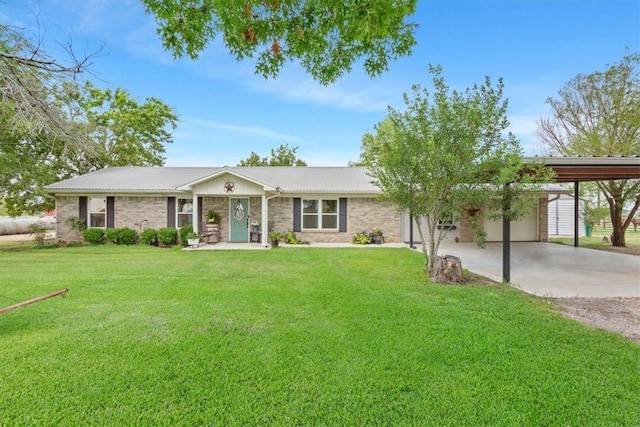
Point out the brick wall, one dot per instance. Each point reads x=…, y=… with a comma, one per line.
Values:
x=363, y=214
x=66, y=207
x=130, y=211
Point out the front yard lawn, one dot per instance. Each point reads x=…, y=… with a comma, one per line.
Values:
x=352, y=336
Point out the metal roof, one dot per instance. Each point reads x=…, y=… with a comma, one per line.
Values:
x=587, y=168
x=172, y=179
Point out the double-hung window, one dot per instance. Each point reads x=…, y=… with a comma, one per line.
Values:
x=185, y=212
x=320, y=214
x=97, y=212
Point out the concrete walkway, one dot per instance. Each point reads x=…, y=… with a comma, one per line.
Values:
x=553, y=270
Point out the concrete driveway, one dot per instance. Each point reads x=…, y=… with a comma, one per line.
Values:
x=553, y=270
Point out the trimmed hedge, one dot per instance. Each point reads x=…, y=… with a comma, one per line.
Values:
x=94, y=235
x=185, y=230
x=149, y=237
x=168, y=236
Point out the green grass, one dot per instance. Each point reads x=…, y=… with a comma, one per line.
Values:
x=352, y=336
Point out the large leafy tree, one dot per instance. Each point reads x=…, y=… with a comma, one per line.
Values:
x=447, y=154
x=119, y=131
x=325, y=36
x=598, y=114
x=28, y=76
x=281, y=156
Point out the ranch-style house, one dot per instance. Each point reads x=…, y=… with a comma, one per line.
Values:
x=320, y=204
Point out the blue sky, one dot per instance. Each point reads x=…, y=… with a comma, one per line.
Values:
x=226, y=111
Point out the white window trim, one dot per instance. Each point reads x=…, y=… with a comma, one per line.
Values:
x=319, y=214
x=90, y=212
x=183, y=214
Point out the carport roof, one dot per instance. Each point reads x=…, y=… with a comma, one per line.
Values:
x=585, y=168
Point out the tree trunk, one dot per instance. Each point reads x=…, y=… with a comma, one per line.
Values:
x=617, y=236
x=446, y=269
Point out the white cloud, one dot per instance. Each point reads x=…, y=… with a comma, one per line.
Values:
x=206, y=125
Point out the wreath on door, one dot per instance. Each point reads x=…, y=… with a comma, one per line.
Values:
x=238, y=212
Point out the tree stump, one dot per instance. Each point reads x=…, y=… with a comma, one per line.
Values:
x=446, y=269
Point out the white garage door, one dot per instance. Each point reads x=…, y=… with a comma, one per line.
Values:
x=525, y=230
__________
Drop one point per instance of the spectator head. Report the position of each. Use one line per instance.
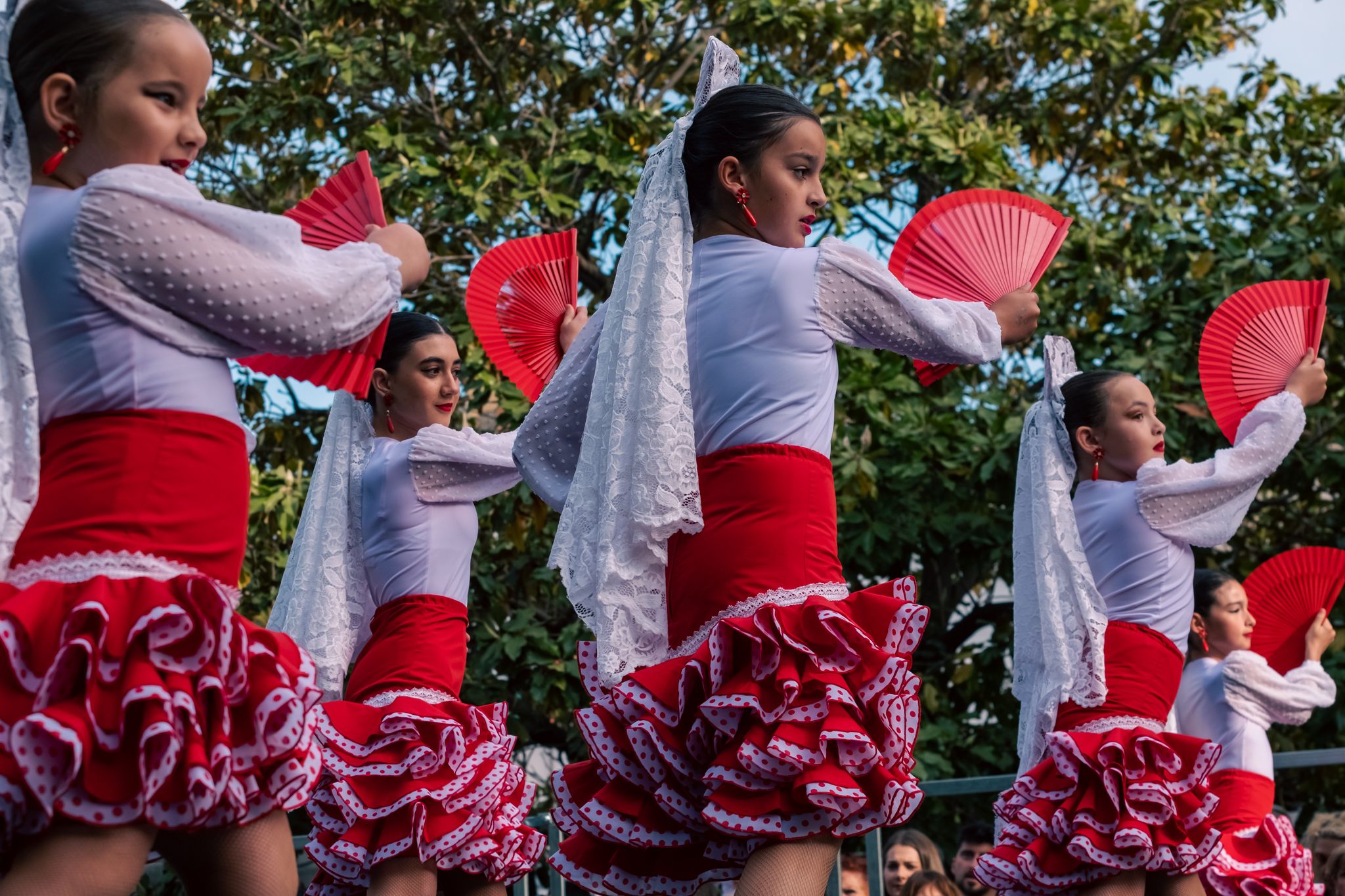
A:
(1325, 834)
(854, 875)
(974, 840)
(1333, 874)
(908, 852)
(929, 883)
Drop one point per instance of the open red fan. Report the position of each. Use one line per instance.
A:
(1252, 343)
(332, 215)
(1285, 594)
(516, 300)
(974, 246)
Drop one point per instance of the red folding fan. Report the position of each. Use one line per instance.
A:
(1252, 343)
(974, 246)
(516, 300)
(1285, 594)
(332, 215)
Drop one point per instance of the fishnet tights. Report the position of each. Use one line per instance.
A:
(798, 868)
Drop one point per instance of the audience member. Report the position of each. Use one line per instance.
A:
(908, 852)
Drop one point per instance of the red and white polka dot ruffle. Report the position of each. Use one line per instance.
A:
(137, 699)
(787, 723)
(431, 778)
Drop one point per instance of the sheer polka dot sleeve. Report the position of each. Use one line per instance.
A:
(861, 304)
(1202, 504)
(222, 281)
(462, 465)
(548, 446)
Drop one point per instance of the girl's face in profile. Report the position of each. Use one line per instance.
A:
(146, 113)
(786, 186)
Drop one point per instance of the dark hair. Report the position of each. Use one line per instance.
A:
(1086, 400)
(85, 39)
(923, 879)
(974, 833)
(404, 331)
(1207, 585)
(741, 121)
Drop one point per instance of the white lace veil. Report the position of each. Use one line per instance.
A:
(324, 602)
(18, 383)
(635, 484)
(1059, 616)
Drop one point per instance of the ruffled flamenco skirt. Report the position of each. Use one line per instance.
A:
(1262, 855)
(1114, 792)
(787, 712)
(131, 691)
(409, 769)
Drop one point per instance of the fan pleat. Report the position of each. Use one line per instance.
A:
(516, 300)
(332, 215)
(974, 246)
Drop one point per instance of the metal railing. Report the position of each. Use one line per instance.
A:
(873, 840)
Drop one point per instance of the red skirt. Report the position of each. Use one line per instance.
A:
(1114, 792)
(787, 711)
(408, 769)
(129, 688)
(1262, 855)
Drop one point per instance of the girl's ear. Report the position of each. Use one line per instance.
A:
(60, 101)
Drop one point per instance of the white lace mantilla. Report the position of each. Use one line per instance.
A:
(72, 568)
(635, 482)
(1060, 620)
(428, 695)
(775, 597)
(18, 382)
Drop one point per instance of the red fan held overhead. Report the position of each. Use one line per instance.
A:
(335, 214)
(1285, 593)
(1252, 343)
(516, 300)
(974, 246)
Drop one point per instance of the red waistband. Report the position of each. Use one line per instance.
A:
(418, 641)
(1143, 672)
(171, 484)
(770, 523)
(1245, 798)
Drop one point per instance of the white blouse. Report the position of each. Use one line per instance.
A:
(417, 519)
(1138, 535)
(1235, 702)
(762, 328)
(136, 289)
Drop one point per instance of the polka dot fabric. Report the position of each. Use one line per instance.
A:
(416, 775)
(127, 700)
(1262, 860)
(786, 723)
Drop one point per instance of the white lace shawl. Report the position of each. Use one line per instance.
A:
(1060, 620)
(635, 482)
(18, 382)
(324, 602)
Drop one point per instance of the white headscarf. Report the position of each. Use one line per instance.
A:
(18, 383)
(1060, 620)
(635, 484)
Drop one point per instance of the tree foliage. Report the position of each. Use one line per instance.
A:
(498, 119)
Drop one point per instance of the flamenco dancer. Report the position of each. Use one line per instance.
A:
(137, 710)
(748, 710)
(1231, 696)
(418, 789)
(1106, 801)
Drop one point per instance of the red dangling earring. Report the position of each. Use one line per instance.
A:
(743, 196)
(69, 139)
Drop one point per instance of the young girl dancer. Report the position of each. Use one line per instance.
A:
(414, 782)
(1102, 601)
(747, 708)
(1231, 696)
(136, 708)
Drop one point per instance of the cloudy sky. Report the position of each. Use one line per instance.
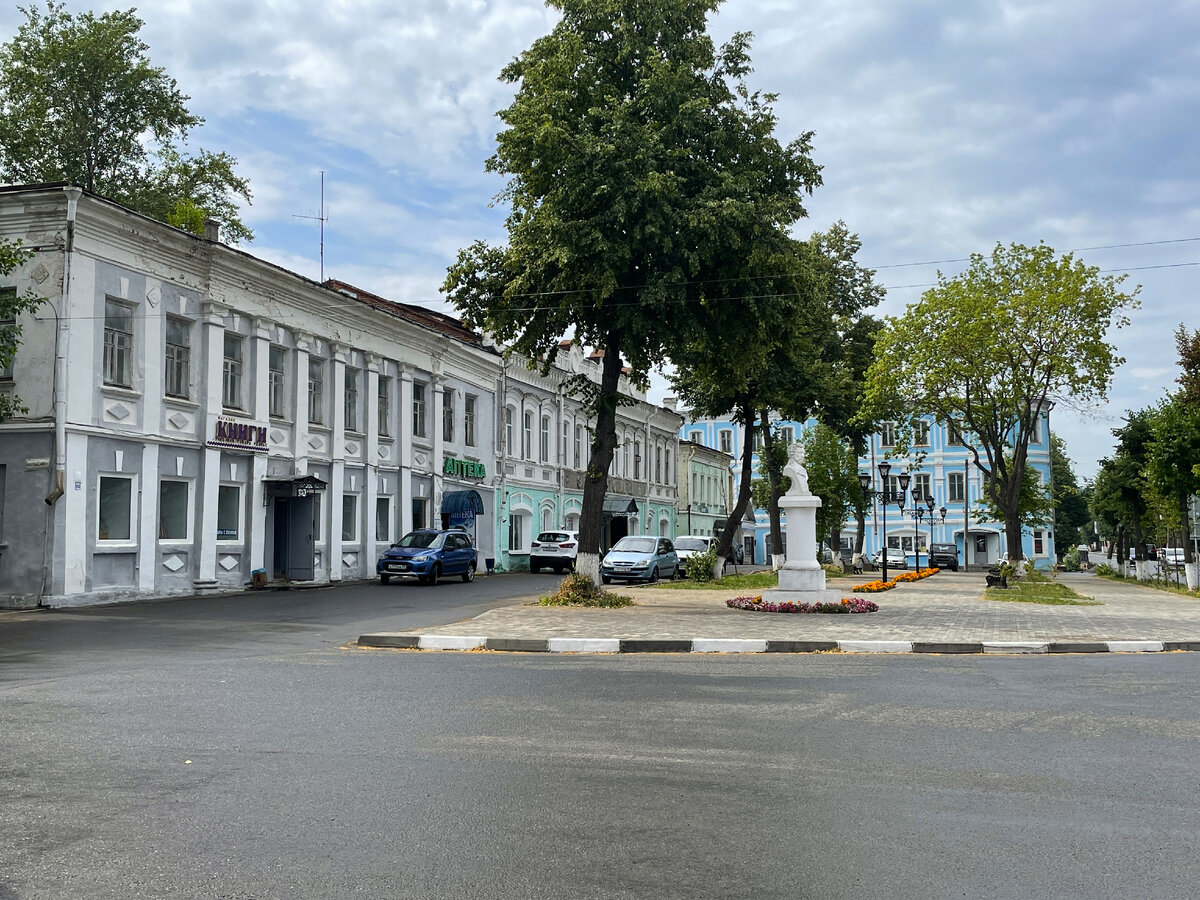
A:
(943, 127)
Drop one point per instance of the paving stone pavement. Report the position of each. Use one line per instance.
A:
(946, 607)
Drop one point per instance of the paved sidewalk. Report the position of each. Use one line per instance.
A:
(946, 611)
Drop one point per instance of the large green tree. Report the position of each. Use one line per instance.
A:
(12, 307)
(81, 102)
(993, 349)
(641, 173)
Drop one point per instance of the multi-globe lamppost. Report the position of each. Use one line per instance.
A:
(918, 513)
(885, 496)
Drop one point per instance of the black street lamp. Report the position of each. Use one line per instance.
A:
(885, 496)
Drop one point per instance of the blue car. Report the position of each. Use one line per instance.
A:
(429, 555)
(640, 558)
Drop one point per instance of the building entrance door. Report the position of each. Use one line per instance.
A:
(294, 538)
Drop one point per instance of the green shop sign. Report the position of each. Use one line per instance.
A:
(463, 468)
__________
Select every line of the data that contains the string "polka", matching case exactly.

#### Response to the exercise:
Drop one point per instance of the red and white polka dot ruffle. Report the position of each. Use one line per instance.
Drop one point per instance of the sheer polka dot sleeve. Report the position of each. Use one line per instance.
Drop one point per instance of the polka dot fabric. Report the position of each. Use one line per instance.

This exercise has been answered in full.